→ Exercise inputs
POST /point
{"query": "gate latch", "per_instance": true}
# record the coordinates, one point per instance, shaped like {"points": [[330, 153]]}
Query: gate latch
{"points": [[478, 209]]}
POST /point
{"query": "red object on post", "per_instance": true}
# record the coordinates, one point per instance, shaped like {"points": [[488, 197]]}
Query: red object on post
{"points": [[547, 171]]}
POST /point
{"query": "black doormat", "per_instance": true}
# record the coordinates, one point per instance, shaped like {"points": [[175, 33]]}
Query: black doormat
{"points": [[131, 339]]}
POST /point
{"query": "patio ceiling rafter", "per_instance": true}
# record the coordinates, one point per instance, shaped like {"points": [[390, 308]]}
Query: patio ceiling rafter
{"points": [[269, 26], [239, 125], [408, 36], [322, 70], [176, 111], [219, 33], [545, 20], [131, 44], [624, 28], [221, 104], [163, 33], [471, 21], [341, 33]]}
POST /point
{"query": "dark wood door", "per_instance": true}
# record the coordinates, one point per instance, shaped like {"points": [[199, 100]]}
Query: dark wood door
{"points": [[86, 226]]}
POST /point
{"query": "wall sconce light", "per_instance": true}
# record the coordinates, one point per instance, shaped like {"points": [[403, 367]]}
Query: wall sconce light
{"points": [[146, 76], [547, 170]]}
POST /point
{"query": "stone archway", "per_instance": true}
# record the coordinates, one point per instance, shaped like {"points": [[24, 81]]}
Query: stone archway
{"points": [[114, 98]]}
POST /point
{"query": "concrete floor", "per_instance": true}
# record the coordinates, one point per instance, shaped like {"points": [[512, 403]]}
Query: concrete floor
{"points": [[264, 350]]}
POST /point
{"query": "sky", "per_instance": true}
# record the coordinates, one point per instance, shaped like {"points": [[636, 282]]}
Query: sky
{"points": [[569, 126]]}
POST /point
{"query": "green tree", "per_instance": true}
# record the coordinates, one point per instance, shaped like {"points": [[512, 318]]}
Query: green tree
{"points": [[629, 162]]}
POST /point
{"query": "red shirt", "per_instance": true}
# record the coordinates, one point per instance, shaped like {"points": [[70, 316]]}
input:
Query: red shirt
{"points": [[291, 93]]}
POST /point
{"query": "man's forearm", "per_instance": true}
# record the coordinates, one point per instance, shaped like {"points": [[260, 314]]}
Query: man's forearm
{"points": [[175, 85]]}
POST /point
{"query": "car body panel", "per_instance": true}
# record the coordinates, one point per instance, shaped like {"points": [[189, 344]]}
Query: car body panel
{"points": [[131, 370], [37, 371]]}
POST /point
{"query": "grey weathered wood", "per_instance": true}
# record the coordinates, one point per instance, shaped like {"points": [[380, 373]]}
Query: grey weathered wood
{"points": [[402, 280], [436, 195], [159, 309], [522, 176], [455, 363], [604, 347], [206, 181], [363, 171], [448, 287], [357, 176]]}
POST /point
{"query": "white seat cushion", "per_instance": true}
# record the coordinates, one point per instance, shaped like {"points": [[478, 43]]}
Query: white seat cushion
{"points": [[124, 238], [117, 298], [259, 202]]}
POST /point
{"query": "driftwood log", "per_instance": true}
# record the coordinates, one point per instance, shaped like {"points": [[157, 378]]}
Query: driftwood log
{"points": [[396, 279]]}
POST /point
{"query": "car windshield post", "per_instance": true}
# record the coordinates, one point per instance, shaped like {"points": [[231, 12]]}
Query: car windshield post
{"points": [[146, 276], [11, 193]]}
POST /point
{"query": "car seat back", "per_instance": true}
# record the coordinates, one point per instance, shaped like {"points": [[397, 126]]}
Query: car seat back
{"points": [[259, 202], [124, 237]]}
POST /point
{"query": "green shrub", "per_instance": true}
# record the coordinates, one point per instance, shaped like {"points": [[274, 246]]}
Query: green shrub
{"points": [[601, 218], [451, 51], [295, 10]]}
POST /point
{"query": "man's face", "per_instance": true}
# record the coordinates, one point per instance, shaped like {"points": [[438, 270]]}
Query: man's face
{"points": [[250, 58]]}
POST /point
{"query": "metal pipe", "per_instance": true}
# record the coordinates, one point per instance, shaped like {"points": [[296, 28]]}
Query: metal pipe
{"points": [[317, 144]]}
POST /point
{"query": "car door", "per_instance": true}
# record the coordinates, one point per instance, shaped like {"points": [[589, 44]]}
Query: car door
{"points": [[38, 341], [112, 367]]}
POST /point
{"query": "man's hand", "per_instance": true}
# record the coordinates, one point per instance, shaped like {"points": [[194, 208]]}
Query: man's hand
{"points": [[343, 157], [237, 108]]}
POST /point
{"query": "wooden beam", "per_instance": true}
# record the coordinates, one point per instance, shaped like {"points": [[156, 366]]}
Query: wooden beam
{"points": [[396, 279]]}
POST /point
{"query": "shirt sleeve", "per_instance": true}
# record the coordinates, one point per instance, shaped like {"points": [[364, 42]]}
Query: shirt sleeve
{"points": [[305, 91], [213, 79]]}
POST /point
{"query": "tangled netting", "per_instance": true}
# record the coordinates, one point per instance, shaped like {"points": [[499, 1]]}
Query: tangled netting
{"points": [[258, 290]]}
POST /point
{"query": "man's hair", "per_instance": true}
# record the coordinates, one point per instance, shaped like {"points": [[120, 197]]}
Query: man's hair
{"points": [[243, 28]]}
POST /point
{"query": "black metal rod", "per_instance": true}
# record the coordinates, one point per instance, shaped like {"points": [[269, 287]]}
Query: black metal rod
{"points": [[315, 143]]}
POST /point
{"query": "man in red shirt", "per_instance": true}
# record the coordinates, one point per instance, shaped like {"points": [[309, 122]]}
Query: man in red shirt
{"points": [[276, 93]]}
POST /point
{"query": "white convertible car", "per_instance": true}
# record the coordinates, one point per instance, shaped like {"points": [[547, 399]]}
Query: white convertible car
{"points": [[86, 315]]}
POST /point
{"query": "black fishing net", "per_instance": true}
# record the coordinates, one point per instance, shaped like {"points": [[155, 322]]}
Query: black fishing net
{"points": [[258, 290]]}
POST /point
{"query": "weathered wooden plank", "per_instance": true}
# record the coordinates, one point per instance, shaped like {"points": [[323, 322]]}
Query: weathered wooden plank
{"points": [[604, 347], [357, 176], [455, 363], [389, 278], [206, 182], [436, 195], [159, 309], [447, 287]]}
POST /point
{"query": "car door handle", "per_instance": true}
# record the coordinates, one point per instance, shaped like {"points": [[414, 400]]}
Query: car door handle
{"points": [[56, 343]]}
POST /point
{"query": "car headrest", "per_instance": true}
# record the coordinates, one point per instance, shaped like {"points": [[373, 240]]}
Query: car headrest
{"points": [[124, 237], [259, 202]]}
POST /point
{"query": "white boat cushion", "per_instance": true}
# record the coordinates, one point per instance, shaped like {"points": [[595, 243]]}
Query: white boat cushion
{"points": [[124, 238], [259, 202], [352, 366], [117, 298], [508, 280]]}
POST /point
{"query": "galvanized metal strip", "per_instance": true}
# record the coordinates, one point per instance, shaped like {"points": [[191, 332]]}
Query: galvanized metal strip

→ Exercise instructions
Copy out each line exactly as written.

→ Response
POST /point
{"query": "gate latch", "per_instance": true}
# record the coordinates, one point per instance, shaped like {"points": [[330, 153]]}
Query: gate latch
{"points": [[478, 209]]}
POST /point
{"query": "red object on post", "per_instance": true}
# record the coordinates, one point per instance, shaped like {"points": [[488, 197]]}
Query: red object on post
{"points": [[547, 171]]}
POST /point
{"query": "black doormat", "per_instance": true}
# record the coordinates, one point per instance, shaped like {"points": [[175, 33]]}
Query: black doormat
{"points": [[131, 339]]}
POST /point
{"query": "patio ceiling rafter", "per_instance": true}
# record the coordinates, one point per instance, shaped like {"points": [[390, 308]]}
Query: patio ceiling rafter
{"points": [[269, 26], [239, 125], [408, 36], [322, 70], [176, 111], [219, 33], [545, 20], [131, 44], [624, 28], [221, 104], [163, 33], [471, 21], [341, 33]]}
POST /point
{"query": "dark wood door", "per_instance": true}
# record the coordinates, one point per instance, shaped like {"points": [[199, 100]]}
Query: dark wood door
{"points": [[86, 226]]}
POST /point
{"query": "wall sconce light", "per_instance": true}
# record the coordinates, one point per instance, shaped like {"points": [[403, 367]]}
Query: wall sconce light
{"points": [[146, 76], [547, 170]]}
POST /point
{"query": "stone archway", "per_instance": true}
# record the coordinates, one point per instance, shaped like {"points": [[24, 81]]}
Query: stone archway
{"points": [[114, 98]]}
POST /point
{"query": "concrete floor", "per_instance": true}
# record the coordinates, one point per instance, shaped like {"points": [[512, 403]]}
Query: concrete floor
{"points": [[264, 350]]}
POST /point
{"query": "sky", "per_instance": true}
# record the coordinates, one point per instance, shaped like {"points": [[636, 282]]}
Query: sky
{"points": [[569, 126]]}
POST /point
{"query": "green tree", "per_instance": true}
# record the coordinates, one point per instance, shaped like {"points": [[512, 318]]}
Query: green tree
{"points": [[629, 162]]}
POST /point
{"query": "red shirt", "per_instance": true}
# record the coordinates, one point per instance, shaped like {"points": [[70, 316]]}
input:
Query: red shirt
{"points": [[291, 93]]}
POST /point
{"query": "man's forearm", "per_instance": true}
# record the coordinates, one point per instance, shaped like {"points": [[260, 314]]}
Query: man's forearm
{"points": [[175, 85]]}
POST /point
{"query": "car body panel", "per_instance": true}
# record the coordinates, one point per instance, shaped like {"points": [[189, 344]]}
Query: car body panel
{"points": [[131, 370], [37, 371]]}
POST /point
{"query": "grey weathered wood", "per_instance": true}
# record the coordinates, one point per instance, shaped like {"points": [[380, 373]]}
Query: grey weathered wood
{"points": [[402, 280], [436, 195], [159, 309], [522, 176], [455, 363], [604, 347], [206, 181], [363, 171], [448, 287], [357, 176]]}
POST /point
{"query": "white seat cushion", "per_instance": true}
# record the coordinates, one point per instance, shaped like {"points": [[478, 43]]}
Query: white seat cushion
{"points": [[124, 238], [117, 298], [259, 202]]}
POST /point
{"query": "driftwood log", "per_instance": true}
# record the coordinates, one point per instance, shaped like {"points": [[157, 378]]}
Query: driftwood log
{"points": [[396, 279]]}
POST /point
{"query": "car windshield post", "per_instance": true}
# record the coordinates, one point per instance, shaped like {"points": [[231, 12]]}
Query: car windshield post
{"points": [[146, 276], [11, 193]]}
POST /point
{"query": "car seat back", "per_instance": true}
# record the coordinates, one point per instance, shaped like {"points": [[397, 126]]}
Query: car seat back
{"points": [[259, 202], [124, 237]]}
POST /point
{"query": "green shrub", "per_instance": true}
# record the coordinates, one point per instance, shaped like {"points": [[274, 246]]}
Query: green shrub
{"points": [[601, 218], [451, 51], [295, 10]]}
POST /point
{"query": "man's face", "per_instance": true}
# record the coordinates, one point per instance, shaped like {"points": [[438, 270]]}
Query: man's face
{"points": [[250, 58]]}
POST /point
{"query": "metal pipe", "per_instance": true}
# record the coordinates, one point per instance, shaped like {"points": [[296, 28]]}
Query: metal pipe
{"points": [[317, 144]]}
POST /point
{"query": "car door", "per_instance": true}
# record the coordinates, one point per instance, shaped like {"points": [[589, 44]]}
Query: car door
{"points": [[38, 341], [112, 367]]}
POST /point
{"query": "man's hand", "per_instance": true}
# record the coordinates, one point per instance, shaped like {"points": [[194, 208]]}
Query: man's hand
{"points": [[343, 157], [237, 108]]}
POST /point
{"query": "wooden beam", "per_instance": true}
# record the coordinates, one point per instance, shaped like {"points": [[156, 366]]}
Query: wooden beam
{"points": [[396, 279]]}
POST /point
{"query": "shirt sleeve", "per_instance": true}
# record the coordinates, one point per instance, shaped like {"points": [[364, 42]]}
Query: shirt sleeve
{"points": [[305, 91], [213, 79]]}
POST /point
{"query": "tangled netting", "per_instance": true}
# record the coordinates, one point per instance, shaped like {"points": [[499, 1]]}
Query: tangled netting
{"points": [[258, 290]]}
POST /point
{"query": "man's hair", "per_instance": true}
# record the coordinates, one point per instance, shaped like {"points": [[120, 197]]}
Query: man's hair
{"points": [[243, 28]]}
POST /point
{"query": "black metal rod", "per_instance": true}
# record the coordinates, one point per instance, shaped like {"points": [[269, 287]]}
Query: black metal rod
{"points": [[315, 143]]}
POST /point
{"query": "man in red shirt", "per_instance": true}
# record the coordinates, one point per instance, shaped like {"points": [[309, 122]]}
Query: man in red shirt
{"points": [[276, 93]]}
POST /point
{"query": "white convertible car", "per_instance": true}
# record the coordinates, one point per instance, shaped like {"points": [[547, 399]]}
Query: white convertible car
{"points": [[86, 315]]}
POST /point
{"query": "black fishing net", "per_instance": true}
# record the coordinates, one point per instance, shaped like {"points": [[155, 322]]}
Query: black fishing net
{"points": [[258, 290]]}
POST /point
{"query": "weathered wooden plank", "per_instance": true}
# record the coordinates, one point per instance, shaped like {"points": [[323, 322]]}
Query: weathered wooden plank
{"points": [[604, 347], [357, 176], [455, 363], [389, 278], [206, 182], [436, 195], [159, 309], [447, 287]]}
POST /point
{"query": "car door handle", "per_instance": true}
# record the coordinates, one point per instance, shaped like {"points": [[414, 400]]}
Query: car door handle
{"points": [[56, 343]]}
POST /point
{"query": "car headrest", "per_instance": true}
# record the coordinates, one point per instance, shaped like {"points": [[373, 240]]}
Query: car headrest
{"points": [[124, 237], [259, 202]]}
POST /point
{"query": "white boat cushion", "per_instance": true}
# record the coordinates, one point per instance, shaped like {"points": [[595, 243]]}
Query: white boat cushion
{"points": [[124, 238], [259, 202], [352, 366], [117, 298], [508, 280]]}
POST /point
{"query": "galvanized metal strip", "per_instance": true}
# record the coordinates, one point per instance, shaped like {"points": [[191, 332]]}
Query: galvanized metal strip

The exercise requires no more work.